- What is expected
Scan the data below and give the number of lines that include the word "hair", with no other words.

(Entries taken from a collection)
┄┄┄┄┄┄┄┄┄┄

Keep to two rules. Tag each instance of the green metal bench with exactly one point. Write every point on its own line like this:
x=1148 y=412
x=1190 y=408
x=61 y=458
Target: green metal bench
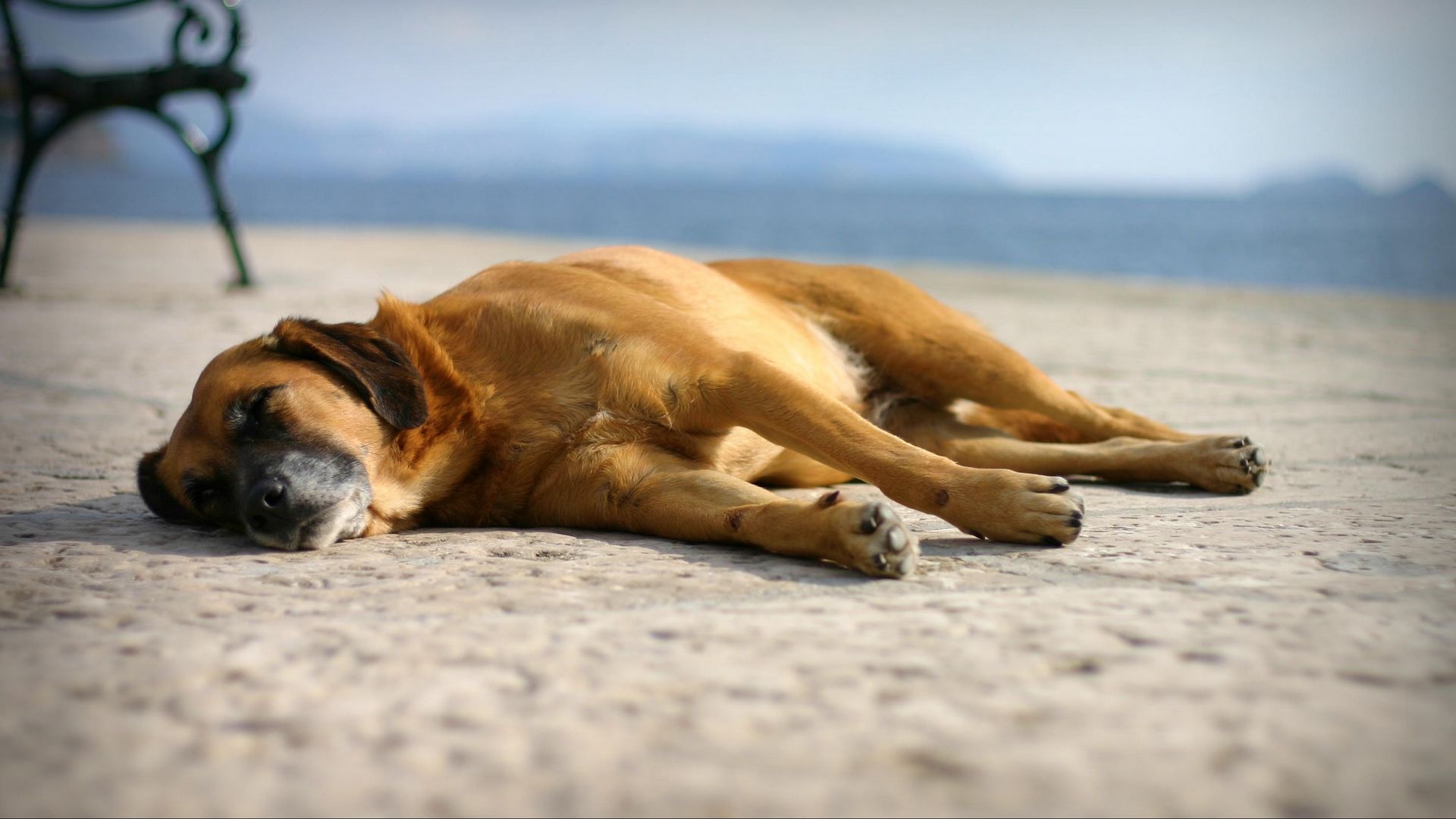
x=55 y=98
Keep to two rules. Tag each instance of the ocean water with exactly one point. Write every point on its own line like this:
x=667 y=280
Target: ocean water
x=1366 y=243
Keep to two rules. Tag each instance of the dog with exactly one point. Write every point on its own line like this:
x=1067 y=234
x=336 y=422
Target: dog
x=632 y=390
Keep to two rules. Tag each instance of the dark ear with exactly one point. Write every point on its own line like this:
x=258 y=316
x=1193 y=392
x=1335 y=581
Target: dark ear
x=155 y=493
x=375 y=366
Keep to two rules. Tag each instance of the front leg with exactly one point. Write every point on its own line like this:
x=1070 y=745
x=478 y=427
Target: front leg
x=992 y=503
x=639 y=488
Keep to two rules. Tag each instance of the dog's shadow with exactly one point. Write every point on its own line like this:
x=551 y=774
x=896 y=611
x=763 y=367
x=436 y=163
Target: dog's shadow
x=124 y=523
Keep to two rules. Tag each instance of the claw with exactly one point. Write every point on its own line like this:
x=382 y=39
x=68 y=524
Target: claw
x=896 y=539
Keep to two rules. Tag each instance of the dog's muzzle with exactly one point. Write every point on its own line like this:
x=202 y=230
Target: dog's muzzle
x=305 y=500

┄┄┄┄┄┄┄┄┄┄

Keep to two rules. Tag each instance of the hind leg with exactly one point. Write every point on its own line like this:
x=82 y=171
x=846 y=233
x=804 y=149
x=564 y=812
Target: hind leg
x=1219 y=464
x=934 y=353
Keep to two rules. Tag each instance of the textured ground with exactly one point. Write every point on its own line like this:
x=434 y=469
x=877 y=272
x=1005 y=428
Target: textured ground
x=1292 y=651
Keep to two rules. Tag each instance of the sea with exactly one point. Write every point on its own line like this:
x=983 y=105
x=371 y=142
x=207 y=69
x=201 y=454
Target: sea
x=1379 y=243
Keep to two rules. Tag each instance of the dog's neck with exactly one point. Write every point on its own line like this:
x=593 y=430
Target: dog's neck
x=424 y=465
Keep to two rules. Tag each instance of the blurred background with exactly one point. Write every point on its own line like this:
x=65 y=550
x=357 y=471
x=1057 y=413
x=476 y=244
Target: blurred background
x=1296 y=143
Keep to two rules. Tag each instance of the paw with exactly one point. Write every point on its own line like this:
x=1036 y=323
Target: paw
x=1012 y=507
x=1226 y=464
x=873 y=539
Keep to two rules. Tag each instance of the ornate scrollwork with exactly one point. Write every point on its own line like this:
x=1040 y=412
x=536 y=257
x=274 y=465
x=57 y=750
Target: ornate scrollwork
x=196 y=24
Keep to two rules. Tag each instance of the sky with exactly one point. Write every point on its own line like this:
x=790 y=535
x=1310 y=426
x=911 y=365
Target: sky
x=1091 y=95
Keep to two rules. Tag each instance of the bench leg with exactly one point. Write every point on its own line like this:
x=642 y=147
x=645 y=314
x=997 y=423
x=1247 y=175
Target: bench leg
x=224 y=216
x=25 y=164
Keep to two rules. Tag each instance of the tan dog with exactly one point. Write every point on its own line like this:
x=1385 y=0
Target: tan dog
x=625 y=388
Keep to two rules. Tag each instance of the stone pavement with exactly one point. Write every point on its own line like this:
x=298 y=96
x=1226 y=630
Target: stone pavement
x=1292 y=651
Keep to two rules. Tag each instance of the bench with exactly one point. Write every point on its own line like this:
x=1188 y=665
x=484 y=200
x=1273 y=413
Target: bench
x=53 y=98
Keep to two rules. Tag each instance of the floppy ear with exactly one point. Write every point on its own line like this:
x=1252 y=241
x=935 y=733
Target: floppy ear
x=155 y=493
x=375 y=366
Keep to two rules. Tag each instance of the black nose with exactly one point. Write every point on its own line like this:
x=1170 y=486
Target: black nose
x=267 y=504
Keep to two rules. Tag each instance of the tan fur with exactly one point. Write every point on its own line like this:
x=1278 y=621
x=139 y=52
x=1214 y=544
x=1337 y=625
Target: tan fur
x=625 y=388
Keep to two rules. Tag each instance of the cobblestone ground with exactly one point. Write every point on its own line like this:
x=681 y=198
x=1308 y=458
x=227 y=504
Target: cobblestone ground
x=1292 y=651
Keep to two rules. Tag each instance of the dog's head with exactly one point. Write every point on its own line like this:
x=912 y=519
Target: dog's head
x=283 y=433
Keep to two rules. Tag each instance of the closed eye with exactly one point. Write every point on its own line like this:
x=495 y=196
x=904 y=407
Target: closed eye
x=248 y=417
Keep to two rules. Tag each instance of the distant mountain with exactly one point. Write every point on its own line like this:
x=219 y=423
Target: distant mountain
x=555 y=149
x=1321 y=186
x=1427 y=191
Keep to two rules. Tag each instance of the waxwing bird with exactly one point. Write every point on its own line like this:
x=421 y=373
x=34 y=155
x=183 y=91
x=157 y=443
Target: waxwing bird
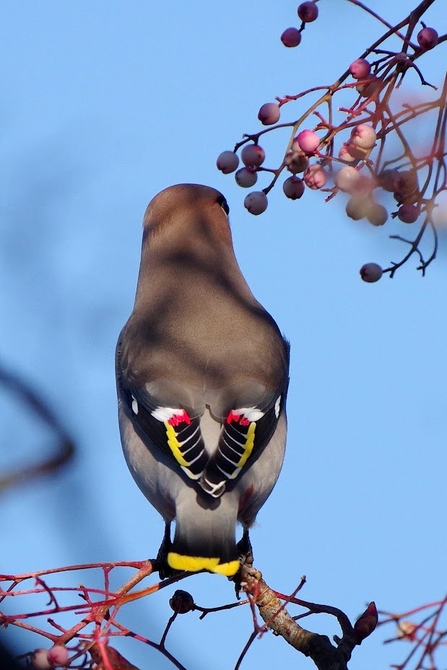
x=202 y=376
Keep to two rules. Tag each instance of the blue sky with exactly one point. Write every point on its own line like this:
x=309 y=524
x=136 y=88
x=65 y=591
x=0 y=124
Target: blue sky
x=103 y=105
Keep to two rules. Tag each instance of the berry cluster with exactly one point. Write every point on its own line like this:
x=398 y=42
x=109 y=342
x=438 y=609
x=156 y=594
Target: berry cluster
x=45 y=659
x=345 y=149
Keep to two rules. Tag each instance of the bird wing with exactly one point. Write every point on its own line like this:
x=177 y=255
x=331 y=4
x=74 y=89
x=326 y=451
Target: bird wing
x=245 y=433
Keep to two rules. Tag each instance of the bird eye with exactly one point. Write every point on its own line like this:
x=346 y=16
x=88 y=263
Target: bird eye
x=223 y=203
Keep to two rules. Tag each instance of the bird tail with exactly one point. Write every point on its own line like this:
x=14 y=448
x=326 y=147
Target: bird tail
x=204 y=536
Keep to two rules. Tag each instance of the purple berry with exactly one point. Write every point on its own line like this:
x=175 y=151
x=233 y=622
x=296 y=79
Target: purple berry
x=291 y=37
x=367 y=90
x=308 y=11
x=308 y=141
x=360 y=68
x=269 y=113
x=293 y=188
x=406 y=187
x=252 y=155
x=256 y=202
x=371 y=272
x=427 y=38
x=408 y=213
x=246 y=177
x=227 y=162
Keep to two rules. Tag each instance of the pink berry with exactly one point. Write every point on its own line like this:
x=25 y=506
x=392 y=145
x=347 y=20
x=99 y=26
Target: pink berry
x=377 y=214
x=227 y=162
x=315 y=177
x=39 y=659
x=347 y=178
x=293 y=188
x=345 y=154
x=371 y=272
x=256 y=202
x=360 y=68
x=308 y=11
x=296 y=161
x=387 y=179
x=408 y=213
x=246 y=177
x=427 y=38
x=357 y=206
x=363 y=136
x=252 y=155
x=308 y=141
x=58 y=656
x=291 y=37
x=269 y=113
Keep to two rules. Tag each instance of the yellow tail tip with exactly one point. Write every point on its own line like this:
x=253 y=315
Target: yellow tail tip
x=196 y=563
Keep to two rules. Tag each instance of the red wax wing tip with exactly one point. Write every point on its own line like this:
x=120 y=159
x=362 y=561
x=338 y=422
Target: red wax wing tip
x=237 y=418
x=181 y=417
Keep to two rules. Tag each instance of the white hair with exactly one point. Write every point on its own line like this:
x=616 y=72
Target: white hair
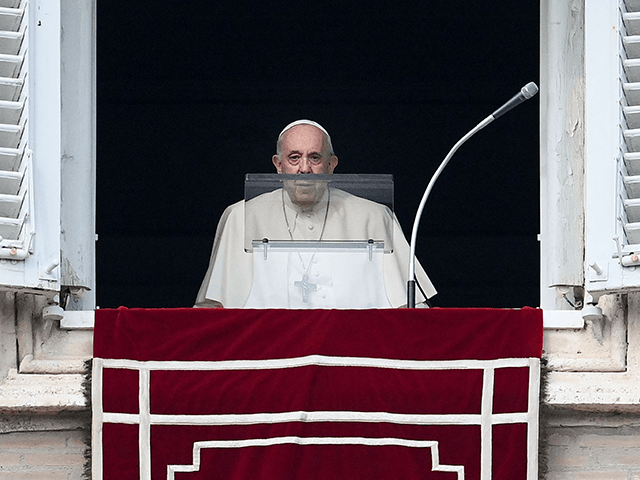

┄┄┄┄┄┄┄┄┄┄

- Answer for this exercise
2